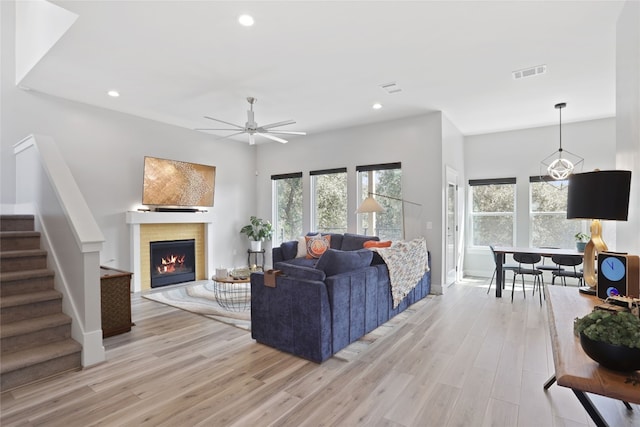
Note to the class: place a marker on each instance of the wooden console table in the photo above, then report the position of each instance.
(574, 369)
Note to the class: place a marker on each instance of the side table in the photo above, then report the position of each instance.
(232, 294)
(255, 255)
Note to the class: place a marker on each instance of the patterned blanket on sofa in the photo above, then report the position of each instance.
(407, 262)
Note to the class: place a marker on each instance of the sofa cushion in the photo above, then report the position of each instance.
(352, 242)
(334, 261)
(300, 271)
(373, 244)
(336, 238)
(317, 245)
(302, 247)
(289, 249)
(305, 262)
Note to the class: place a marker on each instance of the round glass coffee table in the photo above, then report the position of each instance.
(232, 294)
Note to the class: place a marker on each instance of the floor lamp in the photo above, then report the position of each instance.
(371, 205)
(596, 196)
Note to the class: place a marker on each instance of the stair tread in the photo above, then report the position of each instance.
(5, 217)
(26, 326)
(25, 274)
(19, 234)
(22, 253)
(29, 297)
(32, 356)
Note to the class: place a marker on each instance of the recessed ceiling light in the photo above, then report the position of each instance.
(246, 20)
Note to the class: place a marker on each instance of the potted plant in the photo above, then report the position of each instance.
(581, 241)
(257, 231)
(611, 339)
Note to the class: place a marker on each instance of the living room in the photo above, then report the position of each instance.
(104, 149)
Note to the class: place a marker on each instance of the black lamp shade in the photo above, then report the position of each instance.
(599, 195)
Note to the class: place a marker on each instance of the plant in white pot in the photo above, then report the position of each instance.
(257, 231)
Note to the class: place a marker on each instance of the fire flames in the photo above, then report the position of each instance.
(171, 263)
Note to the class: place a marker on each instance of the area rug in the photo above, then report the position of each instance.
(200, 297)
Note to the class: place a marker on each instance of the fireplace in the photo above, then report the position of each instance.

..............................

◆ REQUIREMENT ◆
Reproduce each entry precisely. Leave the pictures out.

◆ CORRECT RESPONSE ◆
Note to the class: place a marker on each instance of the wooden console table in the photo above, then report the position of each instance.
(574, 369)
Note to the class: place a marker on each instance of the side table in the photo above, then report the position of each instance.
(232, 294)
(255, 255)
Note to the class: place a marker on each instance of the patterned blanket on sofa in the photo above, then report the position of each instance.
(407, 262)
Note to the class: place a marker on each instance of the sofa cushion in the photo above, then report the position of each instance.
(352, 242)
(334, 261)
(300, 271)
(373, 244)
(336, 238)
(317, 245)
(302, 247)
(289, 249)
(305, 262)
Note to the class: place a marker on each instance of the round glass coffee table in the photo above, then report the position of each instance.
(232, 294)
Note to the class: place a marker on each instance of the floor lamp in the photo above, then report the position of each instance.
(371, 205)
(596, 196)
Note to the class: place a marker on each instance of the stair tread in the photo above, then report the position of each instance.
(5, 217)
(26, 326)
(25, 274)
(19, 234)
(22, 253)
(29, 297)
(32, 356)
Note to the class: place a marker on each instance of the recessed ceiling light in the photo above, then report the position of each instance.
(246, 20)
Note to the class: place a marker on each instance of the potted plant in the photo above, then report the position of each instance.
(581, 241)
(257, 231)
(611, 339)
Note to the class: place a marker on each instance of the living room in the photo above, then report the position of each instance.
(104, 149)
Note to the class: place a marker on each instance of the black lamp shade in the photo above, then report the position of each instance.
(599, 195)
Note to the class: place a marker on each instance of the plant in white pot in the photo above, then report the position of each instance.
(257, 231)
Note to the class: place a marker on each instance of the fire flames in the photo above, then report the position of each instance.
(171, 263)
Note to the class: place a marker on each instance of the area rug in the photo above, then report the position of each instance.
(200, 297)
Note to the class: place a marker on each instance of the fireplace in the photo above, then report the position of each instance.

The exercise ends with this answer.